Records:
--- START ---
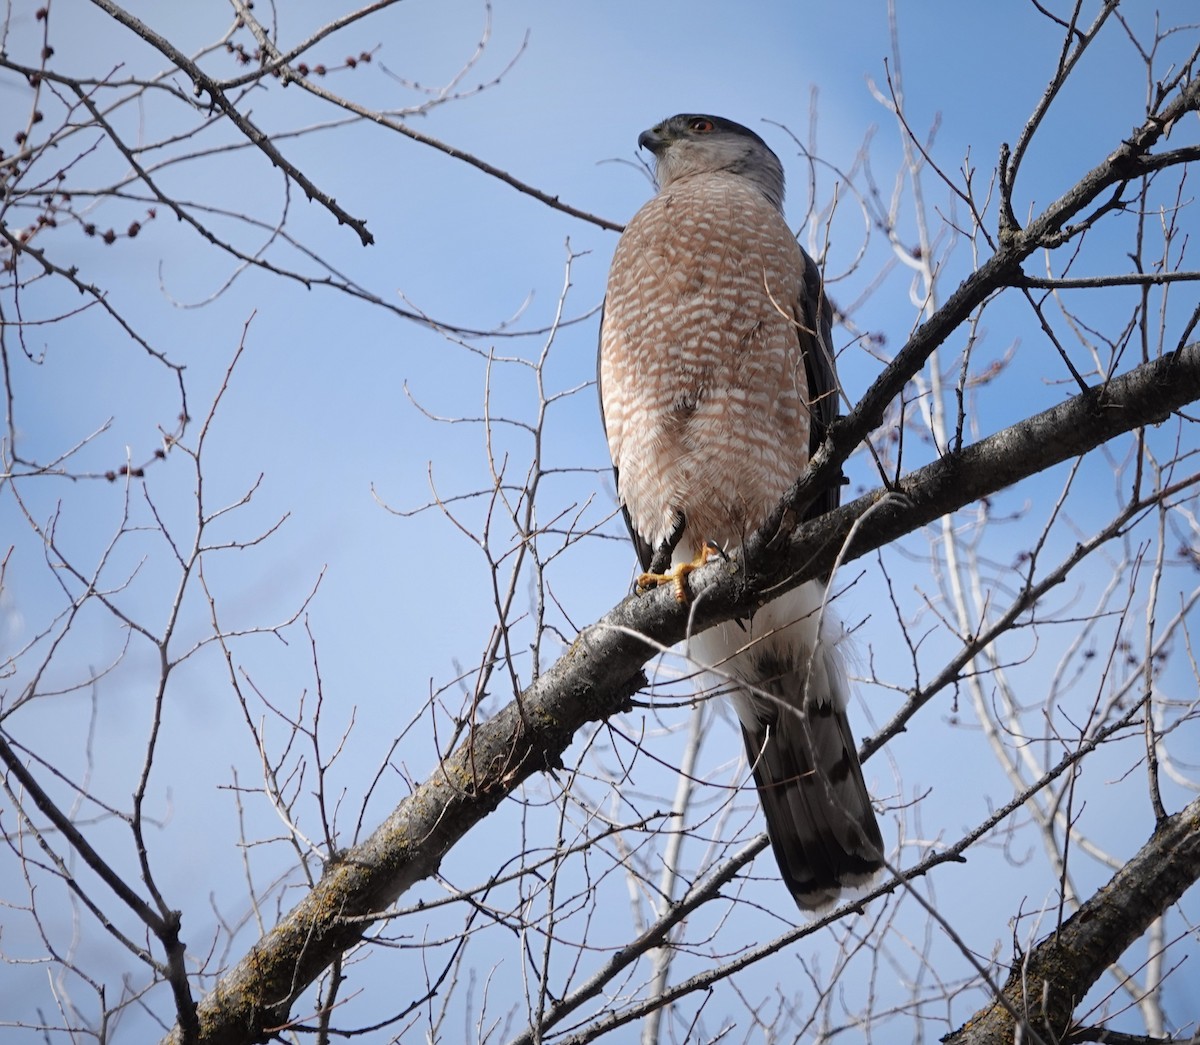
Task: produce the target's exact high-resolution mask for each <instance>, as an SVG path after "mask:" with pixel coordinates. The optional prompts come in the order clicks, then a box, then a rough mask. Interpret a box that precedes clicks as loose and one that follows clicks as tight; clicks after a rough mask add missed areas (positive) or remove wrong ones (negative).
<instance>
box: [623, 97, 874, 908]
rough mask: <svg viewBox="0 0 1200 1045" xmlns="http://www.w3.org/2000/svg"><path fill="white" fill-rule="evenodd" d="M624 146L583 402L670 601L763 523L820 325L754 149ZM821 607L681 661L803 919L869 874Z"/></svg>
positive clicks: (842, 707) (773, 198) (634, 527)
mask: <svg viewBox="0 0 1200 1045" xmlns="http://www.w3.org/2000/svg"><path fill="white" fill-rule="evenodd" d="M637 143H638V145H641V146H643V148H646V149H648V150H649V151H650V152H653V154H654V157H655V161H656V175H658V185H659V192H658V194H656V196H655V197H654V198H653V199H650V200H649V203H647V204H646V205H644V206H643V208H642V209H641V210H640V211H638V212H637V215H636V216H635V217H634V220H632V221H631V222H630V223H629V226H628V227H626V228H625V232H624V234H623V235H622V238H620V241H619V242H618V245H617V252H616V254H614V257H613V262H612V270H611V272H610V275H608V290H607V295H606V298H605V308H604V320H602V323H601V332H600V398H601V406H602V409H604V420H605V431H606V433H607V437H608V449H610V450H611V452H612V461H613V469H614V473H616V476H617V494H618V498H619V499H620V504H622V508H623V510H624V514H625V520H626V522H628V523H629V530H630V533H631V534H632V537H634V543H635V545H636V546H637V555H638V559H640V560H641V564H642V569H643V570H650V569H652V564H653V569H654V570H655V571H658V573H661V572H662V571H664V569H665V567H666V566H667V564H668V563H670V564H673V566H672V570H671V571H668V573H667V575H666V576H658V575H646V576H643V577H642V578H641V581H640V584H641V585H642V587H647V585H650V584H654V583H659V582H662V581H671V582H672V583H674V584H676V588H677V591H678V593H680V594H683V593H684V590H685V588H684V585H685V583H686V581H685V577H686V572H688V570H690V569H691V567H692V566H694V565H695V564H696V563H698V561H703V558H704V555H706V548H708V549H709V551H710V546H712V545H715V546H718V547H720V548H722V549H733V548H737V547H739V546H740V543H742V541H743V540H744V539H745V537H748V536H749V535H750V534H752V533H754V531H755V529H757V528H758V527H760V525H761V524H762V523H763V522H764V521H766V518H767V516H768V515H769V514H770V511H772V509H774V508H775V505H776V504H778V502H779V500H780V498H781V497H782V496H784V493H785V492H786V490H787V488H788V486H791V484H792V482H793V481H794V480H796V478H797V476H798V475H799V474H800V473H802V472H803V470H804V468H805V466H806V464H808V461H809V456H810V455H811V454H812V451H815V450H816V448H817V446H818V445H820V444H821V440H822V438H823V436H824V431H826V428H827V426H828V425H829V422H830V421H832V420H833V419H834V418H835V416H836V414H838V394H839V392H838V384H836V376H835V373H834V362H833V353H832V332H830V308H829V305H828V302H827V300H826V298H824V294H823V292H822V283H821V272H820V270H818V269H817V266H816V264H815V263H814V260H812V259H811V258H810V257H809V256H808V254H806V253H804V251H802V250H800V247H799V245H798V244H797V242H796V238H794V236H793V235H792V233H791V230H790V229H788V227H787V222H786V221H785V218H784V212H782V206H784V168H782V164H781V163H780V162H779V157H776V156H775V154H774V152H772V151H770V149H768V148H767V144H766V143H764V142H763V140H762V139H761V138H760V137H758V136H757V134H755V133H754V132H752V131H750V130H748V128H746V127H743V126H740V125H739V124H734V122H732V121H731V120H722V119H720V118H719V116H704V115H679V116H672V118H671V119H670V120H665V121H664V122H661V124H659V125H658V126H656V127H654V128H653V130H649V131H646V132H644V133H642V134H641V137H638V139H637ZM838 497H839V492H838V490H835V488H834V490H829V491H828V493H827V494H826V496H824V497H823V498H822V499H821V500H820V502H818V503H817V504H815V505H814V506H812V509H811V510H810V512H809V515H810V516H812V515H817V514H820V512H824V511H829V510H830V509H833V508H835V506H836V504H838ZM680 566H682V569H680ZM823 601H824V584H823V583H822V582H820V581H810V582H808V583H805V584H803V585H800V587H799V588H796V589H793V590H792V591H788V593H786V594H784V595H781V596H779V597H778V599H775V600H774V601H772V602H768V603H767V605H766V606H763V607H762V608H761V609H758V611H757V612H756V613H755V614H754V618H752V619H751V620H749V621H740V623H739V621H732V623H728V624H724V625H719V626H716V627H713V629H709V630H708V631H704V632H702V633H700V635H695V636H692V637H691V639H690V643H689V653H690V655H691V656H692V657H694V659H695V660H696V661H697V662H700V663H701V665H703V666H704V667H708V668H712V669H713V673H714V675H715V677H716V678H719V679H720V683H721V687H722V689H724V690H726V691H728V693H730V696H731V698H732V701H733V705H734V708H736V709H737V714H738V719H739V721H740V723H742V732H743V735H744V737H745V743H746V753H748V756H749V759H750V764H751V765H752V768H754V776H755V782H756V785H757V787H758V794H760V798H761V801H762V807H763V812H764V813H766V817H767V831H768V834H769V835H770V842H772V846H773V847H774V851H775V858H776V859H778V861H779V869H780V871H781V872H782V877H784V882H785V883H786V884H787V887H788V889H791V891H792V895H793V896H794V897H796V902H797V903H798V905H799V906H800V907H802V908H805V909H812V908H818V907H823V906H827V905H828V903H830V902H833V901H834V900H836V899H838V896H839V895H840V890H841V888H842V887H853V885H860V884H864V883H865V882H868V881H869V879H870V878H871V877H872V876H874V875H875V873H876V872H877V871H878V870H880V867H881V866H882V857H883V839H882V836H881V834H880V828H878V824H877V823H876V819H875V812H874V810H872V809H871V800H870V797H869V795H868V793H866V786H865V783H864V782H863V771H862V768H860V767H859V763H858V755H857V752H856V747H854V739H853V737H852V735H851V732H850V723H848V722H847V720H846V711H845V708H846V698H847V690H848V683H847V679H846V672H845V668H844V665H842V657H841V655H840V653H839V650H838V639H839V637H840V635H841V626H840V624H838V623H836V621H835V620H834V619H833V617H832V615H830V612H829V611H828V609H826V608H823V606H822V603H823Z"/></svg>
--- END ---
What to work on: Print only the lines from the opening line of the listing to the line containing "rough mask: <svg", inclusive, exactly as they appear and without pictures.

Exercise response:
Task: produce the target's exact high-resolution mask for each <instance>, as an SVG path after "mask:" with pixel coordinates. The optional prompts come in the order clicks, then a box, then a rough mask. Interpret a box that precedes clicks as loose and one that follows clicks as tight; clicks after a rough mask add missed areas (positive) or remove wrong ones (negative).
<instance>
box: [623, 97, 874, 908]
rough mask: <svg viewBox="0 0 1200 1045" xmlns="http://www.w3.org/2000/svg"><path fill="white" fill-rule="evenodd" d="M624 146L583 402L670 601L763 523L820 325L754 149ZM821 607L681 661L803 919L869 874Z"/></svg>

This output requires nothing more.